Entries taken from a collection
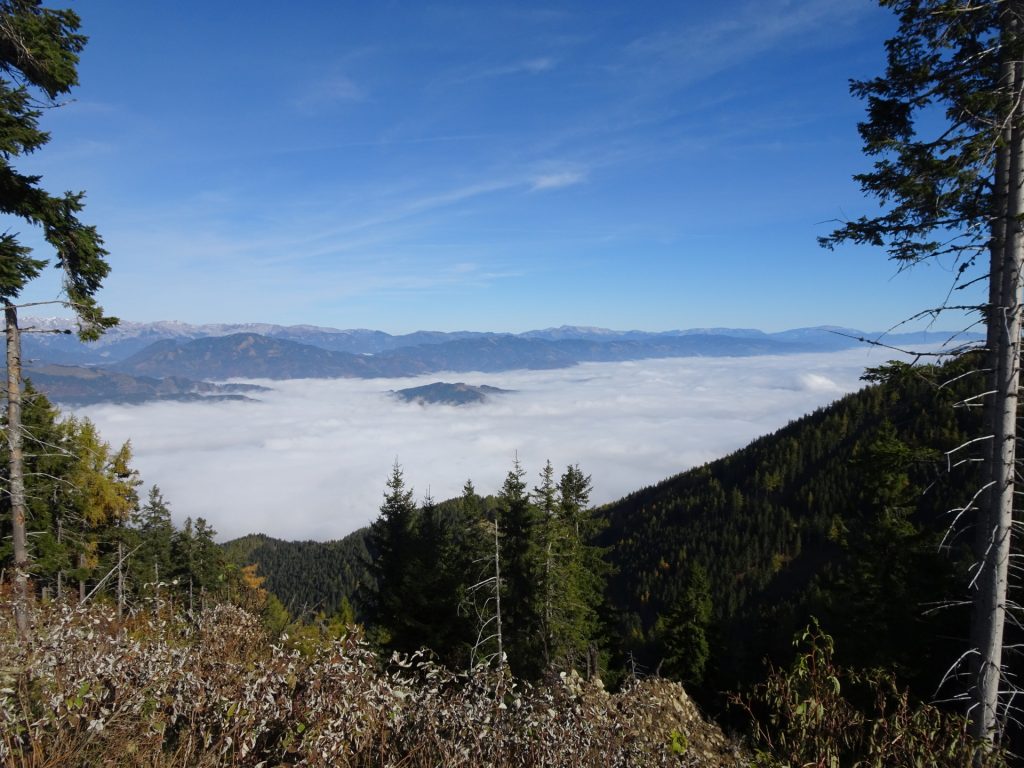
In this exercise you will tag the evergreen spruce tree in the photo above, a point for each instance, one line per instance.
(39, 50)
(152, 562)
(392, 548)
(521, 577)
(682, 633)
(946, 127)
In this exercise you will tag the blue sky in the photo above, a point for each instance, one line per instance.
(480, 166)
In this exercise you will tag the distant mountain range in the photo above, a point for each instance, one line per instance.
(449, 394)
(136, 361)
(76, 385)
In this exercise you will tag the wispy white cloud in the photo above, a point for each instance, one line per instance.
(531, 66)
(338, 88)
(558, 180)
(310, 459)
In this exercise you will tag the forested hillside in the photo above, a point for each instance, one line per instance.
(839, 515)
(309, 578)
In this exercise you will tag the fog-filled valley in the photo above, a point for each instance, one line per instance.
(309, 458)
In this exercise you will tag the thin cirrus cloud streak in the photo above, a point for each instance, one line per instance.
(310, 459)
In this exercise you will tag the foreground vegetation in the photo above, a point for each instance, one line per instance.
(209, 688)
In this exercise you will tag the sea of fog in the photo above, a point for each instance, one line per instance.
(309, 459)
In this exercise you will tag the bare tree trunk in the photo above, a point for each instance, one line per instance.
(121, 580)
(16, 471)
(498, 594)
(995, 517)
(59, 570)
* * *
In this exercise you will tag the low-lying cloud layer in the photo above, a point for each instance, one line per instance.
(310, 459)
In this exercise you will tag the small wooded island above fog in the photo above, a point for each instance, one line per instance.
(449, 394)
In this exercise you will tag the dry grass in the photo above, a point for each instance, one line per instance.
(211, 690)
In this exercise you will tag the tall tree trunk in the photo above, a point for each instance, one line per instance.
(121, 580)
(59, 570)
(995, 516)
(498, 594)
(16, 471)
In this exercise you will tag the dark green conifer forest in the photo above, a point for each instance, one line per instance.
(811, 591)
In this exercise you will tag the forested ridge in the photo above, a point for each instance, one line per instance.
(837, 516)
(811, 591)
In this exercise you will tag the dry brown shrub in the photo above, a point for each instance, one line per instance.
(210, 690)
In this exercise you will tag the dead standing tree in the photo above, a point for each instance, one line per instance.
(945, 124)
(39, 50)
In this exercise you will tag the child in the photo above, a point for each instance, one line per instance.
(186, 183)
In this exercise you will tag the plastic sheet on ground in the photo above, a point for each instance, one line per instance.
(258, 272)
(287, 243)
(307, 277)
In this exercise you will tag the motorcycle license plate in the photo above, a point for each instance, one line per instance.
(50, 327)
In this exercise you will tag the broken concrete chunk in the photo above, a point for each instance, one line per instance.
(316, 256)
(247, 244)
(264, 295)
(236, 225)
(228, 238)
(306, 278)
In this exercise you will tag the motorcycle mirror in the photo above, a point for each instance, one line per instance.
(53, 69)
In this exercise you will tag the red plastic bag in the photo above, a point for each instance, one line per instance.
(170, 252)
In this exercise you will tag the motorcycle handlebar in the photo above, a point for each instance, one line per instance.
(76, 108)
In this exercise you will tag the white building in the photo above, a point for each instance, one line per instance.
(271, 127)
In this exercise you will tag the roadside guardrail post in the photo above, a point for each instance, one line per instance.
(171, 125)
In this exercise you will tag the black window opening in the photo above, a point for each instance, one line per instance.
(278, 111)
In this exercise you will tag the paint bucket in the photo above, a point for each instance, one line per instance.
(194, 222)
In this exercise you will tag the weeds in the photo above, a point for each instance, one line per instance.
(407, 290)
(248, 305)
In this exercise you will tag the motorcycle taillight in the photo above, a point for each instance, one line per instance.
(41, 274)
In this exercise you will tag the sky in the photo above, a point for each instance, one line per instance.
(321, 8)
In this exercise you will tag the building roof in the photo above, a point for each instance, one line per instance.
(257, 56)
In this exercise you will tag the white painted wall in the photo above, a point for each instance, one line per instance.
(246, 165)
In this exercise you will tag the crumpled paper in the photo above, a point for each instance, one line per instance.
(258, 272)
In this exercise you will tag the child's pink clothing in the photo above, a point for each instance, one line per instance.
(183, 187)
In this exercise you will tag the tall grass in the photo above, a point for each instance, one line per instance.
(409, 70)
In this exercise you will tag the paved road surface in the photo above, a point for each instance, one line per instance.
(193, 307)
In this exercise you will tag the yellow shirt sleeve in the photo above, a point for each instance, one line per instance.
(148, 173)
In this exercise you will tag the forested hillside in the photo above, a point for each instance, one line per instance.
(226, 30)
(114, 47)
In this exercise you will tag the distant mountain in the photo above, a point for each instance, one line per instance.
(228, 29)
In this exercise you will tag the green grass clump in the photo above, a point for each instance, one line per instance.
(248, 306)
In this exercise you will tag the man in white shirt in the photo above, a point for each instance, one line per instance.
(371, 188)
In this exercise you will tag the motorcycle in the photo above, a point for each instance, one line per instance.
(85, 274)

Work required: Locate every line in the entries that contains the word "shirt", and copy each of those lines.

Correct result:
In this exercise you will tag the yellow shirt sleeve in the photo above, a point for each instance, one line per instance.
In this exercise you will tag the man in white shirt in the photo above, a point for each instance, one line per instance.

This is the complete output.